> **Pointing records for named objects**
"""

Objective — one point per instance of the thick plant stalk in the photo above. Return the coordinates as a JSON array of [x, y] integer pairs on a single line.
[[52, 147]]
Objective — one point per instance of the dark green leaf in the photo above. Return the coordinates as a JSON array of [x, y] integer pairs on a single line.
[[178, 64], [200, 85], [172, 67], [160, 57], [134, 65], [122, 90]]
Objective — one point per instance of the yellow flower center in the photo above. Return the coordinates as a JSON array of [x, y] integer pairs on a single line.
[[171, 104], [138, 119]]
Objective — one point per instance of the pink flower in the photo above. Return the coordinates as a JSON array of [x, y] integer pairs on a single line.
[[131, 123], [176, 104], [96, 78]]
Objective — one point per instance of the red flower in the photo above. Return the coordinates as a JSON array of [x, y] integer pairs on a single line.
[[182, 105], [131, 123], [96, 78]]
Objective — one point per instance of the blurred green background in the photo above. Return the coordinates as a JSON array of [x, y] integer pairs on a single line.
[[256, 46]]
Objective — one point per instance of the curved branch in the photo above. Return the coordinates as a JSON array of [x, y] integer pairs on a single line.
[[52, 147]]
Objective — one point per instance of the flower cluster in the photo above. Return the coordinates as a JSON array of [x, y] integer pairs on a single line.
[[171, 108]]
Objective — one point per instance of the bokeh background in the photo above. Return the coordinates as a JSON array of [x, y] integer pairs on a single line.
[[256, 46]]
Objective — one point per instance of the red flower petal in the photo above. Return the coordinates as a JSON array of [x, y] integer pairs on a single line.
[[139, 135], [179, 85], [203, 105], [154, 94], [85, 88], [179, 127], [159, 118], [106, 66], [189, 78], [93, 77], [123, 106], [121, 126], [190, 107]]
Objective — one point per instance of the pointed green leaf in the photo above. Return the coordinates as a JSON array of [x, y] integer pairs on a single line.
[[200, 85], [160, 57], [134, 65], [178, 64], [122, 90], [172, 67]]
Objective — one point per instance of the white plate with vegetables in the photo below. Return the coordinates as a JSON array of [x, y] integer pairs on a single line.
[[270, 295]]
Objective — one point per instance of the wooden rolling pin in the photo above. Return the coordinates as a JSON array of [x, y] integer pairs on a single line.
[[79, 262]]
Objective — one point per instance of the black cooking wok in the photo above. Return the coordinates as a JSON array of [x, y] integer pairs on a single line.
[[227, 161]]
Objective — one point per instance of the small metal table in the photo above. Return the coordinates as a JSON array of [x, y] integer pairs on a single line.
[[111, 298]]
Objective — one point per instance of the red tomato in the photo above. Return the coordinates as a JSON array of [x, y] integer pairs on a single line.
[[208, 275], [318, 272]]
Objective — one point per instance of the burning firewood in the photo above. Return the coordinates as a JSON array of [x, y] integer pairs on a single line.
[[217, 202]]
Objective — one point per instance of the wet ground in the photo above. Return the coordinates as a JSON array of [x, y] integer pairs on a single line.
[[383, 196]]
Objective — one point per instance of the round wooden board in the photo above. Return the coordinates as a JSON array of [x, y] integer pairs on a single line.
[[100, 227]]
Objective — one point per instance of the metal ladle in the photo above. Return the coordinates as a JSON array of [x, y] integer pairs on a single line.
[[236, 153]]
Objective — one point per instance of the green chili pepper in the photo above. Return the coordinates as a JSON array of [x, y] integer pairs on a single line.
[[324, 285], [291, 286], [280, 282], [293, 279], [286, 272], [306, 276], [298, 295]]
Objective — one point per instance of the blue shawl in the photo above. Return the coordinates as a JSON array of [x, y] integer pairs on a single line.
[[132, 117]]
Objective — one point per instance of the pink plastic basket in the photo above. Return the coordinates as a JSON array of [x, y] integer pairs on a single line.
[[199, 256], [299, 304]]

"""

> **Written exercise**
Can you convert every one of the rows above into a numbered list, leaving out any blank lines?

> **The reply**
1. Objective — one point per instance of the thick plant stalk in the photo above. Return the coordinates as a JSON array of [x, y] integer pairs on a single line.
2. [[52, 147]]
3. Objective — one point per instance of the dark green leaf in the photo above. Return the coordinates as a JSON array of [x, y] integer pairs on a single line.
4. [[178, 64], [200, 85], [172, 67], [160, 57], [134, 65], [122, 90]]
5. Objective — one point per instance of the yellow flower center in the photo above. Return the coordinates as a JSON array of [x, y] integer pairs on a single line.
6. [[171, 104], [138, 119]]
7. Objective — one point per instance of the pink flower in the photo above. Return the coordinates as a JSON array of [x, y] integer pairs on a single line.
8. [[131, 123], [176, 104], [96, 78]]
9. Objective — one point per instance of the red flower in the photo above. Return the coordinates as a JSON array of [x, y] integer pairs on a single line.
10. [[182, 105], [131, 123], [96, 78]]
11. Objective — one point per instance of the blurred green background in the photo above. Return the coordinates as a JSON array of [x, y] integer pairs on a single line.
12. [[256, 46]]
13. Objective — one point per instance of the curved branch in the photo above. Return the coordinates as a JSON array of [x, y] integer pairs on a single line.
14. [[52, 147]]
15. Objective — one point per instance of the flower cluster in the photo above. Return the coordinates as a JSON array of [x, y] integer pairs on a single line.
16. [[171, 108]]
17. Objective — one point per instance of the bokeh background in the photo above. Return the coordinates as a JSON array of [x, y] integer pairs on a single line.
18. [[256, 46]]
19. Objective — one point per instance of the red flower petal in the photo above. Return the coordinates as a JSON array of [x, y] integer pairs on a single line.
20. [[139, 135], [179, 85], [203, 105], [154, 94], [85, 88], [179, 127], [159, 118], [106, 66], [189, 78], [93, 77], [123, 106], [121, 126], [190, 107]]
21. Objective — one point per instance of the pointed green leaf in the photo above. Return the coordinates as a JSON array of [x, y] integer pairs on a single line.
22. [[200, 85], [160, 57], [134, 65], [178, 64], [122, 90], [172, 67]]
23. Objective — one point per instance of the white plate with vegetables in the photo below. Return the coordinates as a JSON array of [x, y] integer pairs on a single line.
24. [[270, 295]]
25. Objective — one point per instance of the wooden rolling pin in the photo above. Return the coordinates as a JSON array of [x, y] integer pairs on a single line.
26. [[79, 262]]
27. Objective — one point per instance of the black cooking wok in the photo above. Return the coordinates as a JSON array of [x, y] integer pairs on a single line.
28. [[227, 161]]
29. Objective — one point per instance of the small metal table in the photo above. Return the coordinates as a JSON array of [x, y] integer pairs on a single line.
30. [[111, 298]]
31. Objective — one point per instance of the red tomato in the photo above. Return the coordinates as a JSON array of [x, y] integer pairs on a single line.
32. [[208, 275], [318, 272]]
33. Objective — one point per instance of the burning firewood in the photo above. Return the coordinates as a JSON array of [x, y] integer pairs on a single line.
34. [[217, 202]]
35. Objective — one point per instance of the wet ground in the photo above. Return the coordinates as a JSON array of [x, y] integer pairs on a single line.
36. [[383, 196]]
37. Objective — one point per instance of the round wooden board in the photo above. Return the coordinates as a JSON array of [x, y] integer pairs on a single line.
38. [[100, 227]]
39. Objective — one point per instance of the metal ladle in the photo above. Return the coordinates as a JSON array of [x, y] integer pairs on a single line.
40. [[236, 153]]
41. Objective — one point per instance of the green chili pepper in the photo above. Return the coordinates as a JSON array of [x, y] integer pairs on a single line.
42. [[324, 285], [291, 286], [280, 282], [293, 279], [286, 272], [306, 276], [298, 295]]
43. Objective — one point per instance of the blue shawl in the photo above. Return the coordinates as a JSON array of [x, y] integer pairs on a single line.
44. [[132, 117]]
45. Objective — one point per instance of the pink plastic basket in the photo above. Return the coordinates as a JSON array of [x, y] integer pairs on a single line.
46. [[199, 256], [299, 304]]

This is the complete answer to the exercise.